Subida al Puerto del Connio
    Los magníficos bosques del suroccidente asturiano experimentan una rápida y paulatina transformación cromática en la que las verdes hojas de los árboles caducifolios van cambiando de color hasta que finalmente se caen, enriqueciendo el humus del suelo y favoreciendo el crecimiento del mismo, o de otros árboles.

Vista de Muniellos
     La disminución de las horas de sol y la bajada de las temperaturas obligan a los árboles a desprenderse de sus hojas, al no ser capaces de producir, mediante la fotosíntesis, la suficiente clorofila para perpetuar el verdor de sus copas. Se desprenden, por tanto, de sus hojas y ahorran energía en un largo letargo, del que no despertarán hasta poco antes de la primavera.

Bosque mixto de castaños y pinos desde El Puelo
    Abedules, fresnos, avellanos, nogales o arces (nuestros "pládanos") se tiñen de una llamativa tonalidad amarilla; castaños y robles adoptan un color más oscuro, que oscila del rojizo al marrón; los serbales de los cazadores ("capudres") y, sobre todo, los cerezos adquieren un espectacular color rojo, que, vistos en medio de un bosque, los asemeja a grandes llamaradas de color.
Pládano en un prado, cerca de la Vegal del Tallo

     Pero son las hayas, las reinas de nuestra Seronda. Pasear por la parte alta del Valle del Narcea (desde Gedrez a Monasterio de Hermo) durante los meses de octubre y noviembre es un verdadero espectáculo en el que asumen el papel protagonista las grandes e imponentes "fayas". En escasos metros del inmenso Hayedo de Monasterio de Hermo podemos encontrar variaciones cromáticas que van del verde al rojo más intenso, pasando por mágicos y sorprendentes dorados.

→ **EXTRACTOS DE DATOS**:

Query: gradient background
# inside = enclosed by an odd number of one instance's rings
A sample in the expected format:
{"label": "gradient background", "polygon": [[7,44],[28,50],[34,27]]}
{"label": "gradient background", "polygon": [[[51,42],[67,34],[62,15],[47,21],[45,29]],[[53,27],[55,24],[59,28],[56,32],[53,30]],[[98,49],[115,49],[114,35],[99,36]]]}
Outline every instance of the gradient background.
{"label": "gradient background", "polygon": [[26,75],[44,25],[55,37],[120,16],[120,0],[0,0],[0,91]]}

→ **TAREAS PROPUESTAS**:
(a) De acuerdo con el texto sobre los bosques asturianos, ¿por qué los árboles se desprenden de sus hojas? Responde en una a tres oraciones.
(b) Traduce al inglés esta oración del texto sobre los bosques asturianos: "Se desprenden, por tanto, de sus hojas y ahorran energía en un largo letargo, del que no despertarán hasta poco antes de la primavera."
(c) Contesta con datos del texto sobre los bosques asturianos:
(i) ¿Qué color adoptan los castaños y los robles?
(ii) ¿En qué meses se propone pasear por la parte alta del Valle del Narcea?
(iii) ¿Qué nombre local reciben los serbales de los cazadores?
Los registros no son necesarios para resolver las tareas.

→ **SOLUCIONES**:
(a) Porque la disminución de las horas de sol y la bajada de las temperaturas les impiden producir, mediante la fotosíntesis, la clorofila suficiente para mantener verdes sus copas. Al perder las hojas ahorran energía en un largo letargo que dura hasta poco antes de la primavera.

(b) They therefore shed their leaves and save energy in a long dormancy, from which they will not awaken until shortly before spring.

(c)
(i) Un color más oscuro, que oscila del rojizo al marrón.
(ii) En octubre y noviembre.
(iii) "Capudres".